* _What is being asked_
Pick out every line in the records below that contains the string "polished" and copy each one in full. The match is case-sensitive.

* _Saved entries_

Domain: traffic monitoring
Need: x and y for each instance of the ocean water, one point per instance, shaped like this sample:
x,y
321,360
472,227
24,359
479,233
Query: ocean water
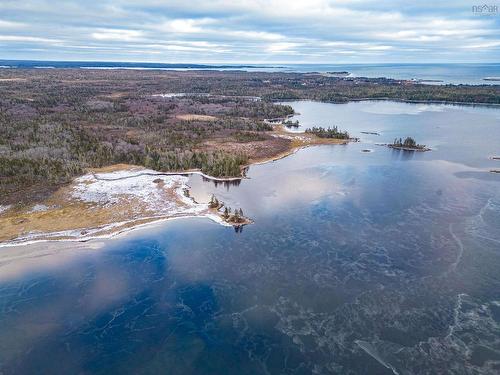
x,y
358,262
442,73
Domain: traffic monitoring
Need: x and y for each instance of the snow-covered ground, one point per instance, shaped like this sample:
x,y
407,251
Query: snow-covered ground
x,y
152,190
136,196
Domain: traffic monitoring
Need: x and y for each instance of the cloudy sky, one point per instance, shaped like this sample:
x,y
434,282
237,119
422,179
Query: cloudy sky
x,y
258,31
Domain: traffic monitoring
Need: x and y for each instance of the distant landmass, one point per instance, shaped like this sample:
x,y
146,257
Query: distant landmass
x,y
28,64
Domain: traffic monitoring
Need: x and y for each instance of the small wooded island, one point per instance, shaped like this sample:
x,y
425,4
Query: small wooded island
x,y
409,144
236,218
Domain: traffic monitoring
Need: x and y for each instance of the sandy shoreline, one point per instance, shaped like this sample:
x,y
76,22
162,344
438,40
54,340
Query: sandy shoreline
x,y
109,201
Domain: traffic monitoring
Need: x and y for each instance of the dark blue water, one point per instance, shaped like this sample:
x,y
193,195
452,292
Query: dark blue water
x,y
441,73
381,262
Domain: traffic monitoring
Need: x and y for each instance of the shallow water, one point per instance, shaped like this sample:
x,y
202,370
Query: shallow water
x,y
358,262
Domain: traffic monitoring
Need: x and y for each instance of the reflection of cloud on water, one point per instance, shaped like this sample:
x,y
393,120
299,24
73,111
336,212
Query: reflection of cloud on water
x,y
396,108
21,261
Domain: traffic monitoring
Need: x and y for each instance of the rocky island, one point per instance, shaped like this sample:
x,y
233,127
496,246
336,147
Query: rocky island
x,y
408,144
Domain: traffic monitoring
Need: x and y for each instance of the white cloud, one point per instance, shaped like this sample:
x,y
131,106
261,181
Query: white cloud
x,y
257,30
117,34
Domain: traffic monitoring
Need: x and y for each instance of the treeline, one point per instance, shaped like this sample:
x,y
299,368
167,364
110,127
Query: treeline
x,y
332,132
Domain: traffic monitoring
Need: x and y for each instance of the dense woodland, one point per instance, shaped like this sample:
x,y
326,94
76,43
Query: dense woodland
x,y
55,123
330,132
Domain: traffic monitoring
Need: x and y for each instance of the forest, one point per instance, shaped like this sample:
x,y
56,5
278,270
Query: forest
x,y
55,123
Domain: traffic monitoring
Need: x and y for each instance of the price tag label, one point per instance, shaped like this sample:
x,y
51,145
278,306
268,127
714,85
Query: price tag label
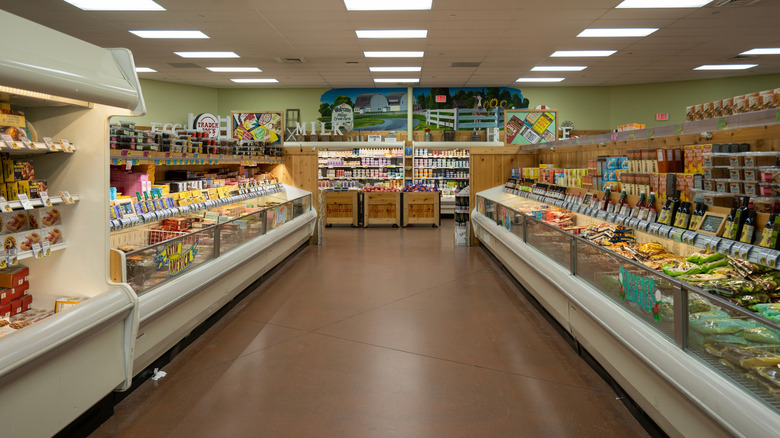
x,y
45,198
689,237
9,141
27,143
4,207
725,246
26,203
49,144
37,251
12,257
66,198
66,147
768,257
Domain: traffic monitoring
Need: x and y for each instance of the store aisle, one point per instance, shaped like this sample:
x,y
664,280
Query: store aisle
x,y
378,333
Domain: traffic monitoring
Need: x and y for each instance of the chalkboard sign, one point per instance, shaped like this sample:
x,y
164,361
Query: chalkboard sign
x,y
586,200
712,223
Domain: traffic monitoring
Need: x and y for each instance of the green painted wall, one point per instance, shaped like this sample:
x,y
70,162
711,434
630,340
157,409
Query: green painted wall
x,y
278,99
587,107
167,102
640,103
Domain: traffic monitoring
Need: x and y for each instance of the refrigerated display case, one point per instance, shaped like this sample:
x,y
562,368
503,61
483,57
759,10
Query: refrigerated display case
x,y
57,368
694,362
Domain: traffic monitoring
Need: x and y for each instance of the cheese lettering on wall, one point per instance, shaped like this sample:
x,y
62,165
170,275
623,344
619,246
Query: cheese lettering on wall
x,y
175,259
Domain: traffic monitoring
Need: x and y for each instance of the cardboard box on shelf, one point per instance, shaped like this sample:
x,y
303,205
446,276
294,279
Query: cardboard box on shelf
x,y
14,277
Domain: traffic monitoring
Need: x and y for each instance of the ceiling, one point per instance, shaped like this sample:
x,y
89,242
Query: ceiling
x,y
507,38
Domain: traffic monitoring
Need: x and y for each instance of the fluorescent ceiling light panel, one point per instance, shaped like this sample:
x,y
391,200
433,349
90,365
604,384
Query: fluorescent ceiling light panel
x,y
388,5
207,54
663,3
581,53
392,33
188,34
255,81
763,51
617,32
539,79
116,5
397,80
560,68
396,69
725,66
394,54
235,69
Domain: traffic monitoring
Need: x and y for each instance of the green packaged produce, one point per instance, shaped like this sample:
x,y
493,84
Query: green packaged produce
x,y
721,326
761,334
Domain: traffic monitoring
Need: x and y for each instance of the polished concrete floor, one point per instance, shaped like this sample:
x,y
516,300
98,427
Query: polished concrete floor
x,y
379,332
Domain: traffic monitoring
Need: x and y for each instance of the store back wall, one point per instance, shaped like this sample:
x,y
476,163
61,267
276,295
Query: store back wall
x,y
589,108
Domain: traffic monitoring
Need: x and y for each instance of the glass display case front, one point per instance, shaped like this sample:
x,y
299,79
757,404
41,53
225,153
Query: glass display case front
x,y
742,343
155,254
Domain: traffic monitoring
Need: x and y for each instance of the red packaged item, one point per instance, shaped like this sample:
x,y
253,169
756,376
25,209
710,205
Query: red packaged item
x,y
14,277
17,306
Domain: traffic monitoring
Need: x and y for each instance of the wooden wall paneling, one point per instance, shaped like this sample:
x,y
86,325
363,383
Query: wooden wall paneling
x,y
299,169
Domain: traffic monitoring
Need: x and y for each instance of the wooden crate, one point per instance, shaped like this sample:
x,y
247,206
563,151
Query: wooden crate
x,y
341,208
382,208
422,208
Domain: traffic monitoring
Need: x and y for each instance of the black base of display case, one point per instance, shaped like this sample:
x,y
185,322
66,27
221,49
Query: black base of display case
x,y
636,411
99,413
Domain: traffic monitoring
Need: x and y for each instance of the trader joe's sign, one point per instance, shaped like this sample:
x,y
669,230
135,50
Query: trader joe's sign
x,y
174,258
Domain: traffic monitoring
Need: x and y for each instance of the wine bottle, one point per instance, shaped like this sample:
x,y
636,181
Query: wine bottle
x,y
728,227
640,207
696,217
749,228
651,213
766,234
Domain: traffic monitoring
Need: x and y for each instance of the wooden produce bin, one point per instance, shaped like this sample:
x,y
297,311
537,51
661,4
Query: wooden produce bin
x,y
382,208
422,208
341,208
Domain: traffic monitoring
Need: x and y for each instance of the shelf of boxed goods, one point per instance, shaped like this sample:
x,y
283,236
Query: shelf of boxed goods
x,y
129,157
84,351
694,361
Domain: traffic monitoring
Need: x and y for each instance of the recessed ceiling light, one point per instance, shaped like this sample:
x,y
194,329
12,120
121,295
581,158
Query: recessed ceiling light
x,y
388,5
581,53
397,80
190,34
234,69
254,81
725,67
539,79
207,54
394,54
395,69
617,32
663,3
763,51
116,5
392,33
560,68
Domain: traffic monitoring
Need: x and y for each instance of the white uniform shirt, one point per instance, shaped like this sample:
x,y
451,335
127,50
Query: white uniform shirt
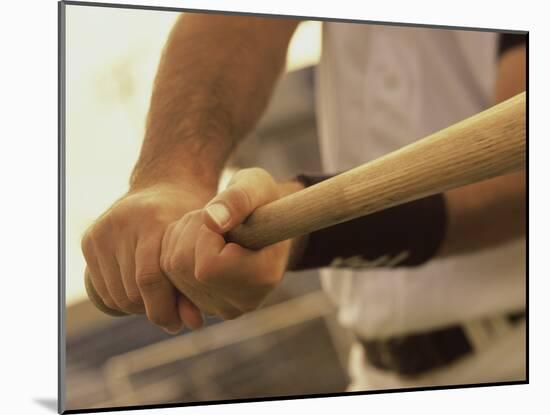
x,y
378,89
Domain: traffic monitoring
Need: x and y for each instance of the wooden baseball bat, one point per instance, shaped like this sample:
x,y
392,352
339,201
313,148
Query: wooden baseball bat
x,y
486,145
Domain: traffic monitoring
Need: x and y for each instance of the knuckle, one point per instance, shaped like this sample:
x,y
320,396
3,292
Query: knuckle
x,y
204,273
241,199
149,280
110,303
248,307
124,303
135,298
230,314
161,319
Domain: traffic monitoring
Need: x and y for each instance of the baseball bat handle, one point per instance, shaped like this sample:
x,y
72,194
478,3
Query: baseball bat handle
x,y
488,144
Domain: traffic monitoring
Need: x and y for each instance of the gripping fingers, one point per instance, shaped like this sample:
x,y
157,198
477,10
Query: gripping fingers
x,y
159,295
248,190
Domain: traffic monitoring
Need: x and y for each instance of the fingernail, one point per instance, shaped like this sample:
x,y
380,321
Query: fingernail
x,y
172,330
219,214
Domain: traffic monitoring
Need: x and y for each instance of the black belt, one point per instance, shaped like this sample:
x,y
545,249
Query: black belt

* _Task response_
Need: x and y for each instance of the polished concrete floor, one point per instance, shaped like this sample:
Query: polished concrete floor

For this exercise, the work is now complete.